SHORT PROBLEM:
Count the lines in the items below that contain the string "instance". Reply with the number alone.

##########

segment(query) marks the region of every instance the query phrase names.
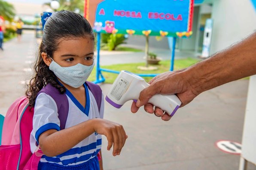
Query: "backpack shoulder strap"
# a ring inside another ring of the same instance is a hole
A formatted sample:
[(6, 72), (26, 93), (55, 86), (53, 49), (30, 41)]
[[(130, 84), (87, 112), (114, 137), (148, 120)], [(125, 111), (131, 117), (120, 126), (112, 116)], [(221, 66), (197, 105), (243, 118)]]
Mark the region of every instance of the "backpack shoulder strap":
[(97, 106), (98, 106), (98, 109), (99, 109), (99, 112), (101, 109), (101, 100), (102, 98), (102, 91), (101, 88), (100, 86), (96, 84), (94, 84), (91, 82), (86, 81), (85, 83), (88, 86), (88, 88), (92, 93), (94, 98), (95, 98)]
[(68, 101), (65, 93), (61, 94), (59, 91), (52, 86), (50, 83), (48, 84), (38, 93), (45, 93), (51, 96), (57, 104), (58, 111), (58, 117), (60, 121), (61, 130), (65, 129), (65, 125), (68, 114)]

##########

ANSWER FOR THIS EXERCISE:
3